Carmena Ayo-Davies entered the world of public relations without a formal background in the industry. Executing on small events and parties, Ayo-Davies realized her gift was in PR, which turned into 3BG Marketing Solutions. Through sheer drive and deliberate networking strategies, Ayo-Davies grew her client base to include Michael Vick, Darren Sproles, Vivica A. Fox Hair Collection, and Comfort Inn.
Black Enterprise had the chance to discuss how PR has changed, social media’s influence, and Black representation in the PR industry.
How has PR changed throughout your career?
PR has changed dramatically. We have many more touchpoints than we traditionally had before social media. We can reach out to social media influencers, blogs, bloggers, and social sites to get coverage. These multiple avenues allow the message to get out faster and effectively. Also, we now have databases we rely on for contacts as well as directly reaching journalists through social media.
With social media playing such a huge role in visibility, why is having good PR representation still critical?
There are rules of engagement and professionalism in public relations that exist. If there isn’t an experienced professional in place, you could miss the mark. In this culture and during these times when the public court of opinion is high, it could be destructive if not handled appropriately.

******************************

→ **Explore the material**
a: In the interview with Carmena Ayo-Davies, what did her realization that her gift was in PR turn into?
b: Name every client that the interview with Carmena Ayo-Davies lists as part of her client base.

→ **Excerpted data**
******************************

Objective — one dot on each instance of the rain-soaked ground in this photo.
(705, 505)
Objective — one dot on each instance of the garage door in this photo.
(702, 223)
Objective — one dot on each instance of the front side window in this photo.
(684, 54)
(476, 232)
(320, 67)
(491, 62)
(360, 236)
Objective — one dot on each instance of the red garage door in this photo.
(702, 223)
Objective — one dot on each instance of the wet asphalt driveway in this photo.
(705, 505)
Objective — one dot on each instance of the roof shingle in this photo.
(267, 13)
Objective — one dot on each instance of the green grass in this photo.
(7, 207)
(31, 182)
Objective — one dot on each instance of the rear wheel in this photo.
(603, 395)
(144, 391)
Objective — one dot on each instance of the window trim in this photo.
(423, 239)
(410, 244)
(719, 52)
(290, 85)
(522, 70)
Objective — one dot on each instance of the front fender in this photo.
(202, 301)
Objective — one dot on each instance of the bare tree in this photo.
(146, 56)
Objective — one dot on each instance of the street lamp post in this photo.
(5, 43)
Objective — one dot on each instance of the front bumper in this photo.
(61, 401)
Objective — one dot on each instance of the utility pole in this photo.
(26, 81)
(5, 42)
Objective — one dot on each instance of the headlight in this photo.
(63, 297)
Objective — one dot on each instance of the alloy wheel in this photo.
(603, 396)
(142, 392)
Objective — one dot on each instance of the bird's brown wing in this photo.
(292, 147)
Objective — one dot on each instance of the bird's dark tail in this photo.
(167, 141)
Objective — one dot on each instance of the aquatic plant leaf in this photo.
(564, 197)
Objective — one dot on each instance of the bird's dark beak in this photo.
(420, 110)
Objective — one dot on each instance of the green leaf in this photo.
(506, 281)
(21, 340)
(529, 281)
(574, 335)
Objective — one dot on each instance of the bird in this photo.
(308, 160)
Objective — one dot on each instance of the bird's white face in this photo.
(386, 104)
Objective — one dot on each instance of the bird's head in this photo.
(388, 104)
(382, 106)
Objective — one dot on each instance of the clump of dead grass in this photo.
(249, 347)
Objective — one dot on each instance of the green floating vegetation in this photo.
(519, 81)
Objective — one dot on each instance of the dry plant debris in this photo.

******************************

→ **Task-by-task answers**
a: 3BG Marketing Solutions

b: Michael Vick, Darren Sproles, Vivica A. Fox Hair Collection, Comfort Inn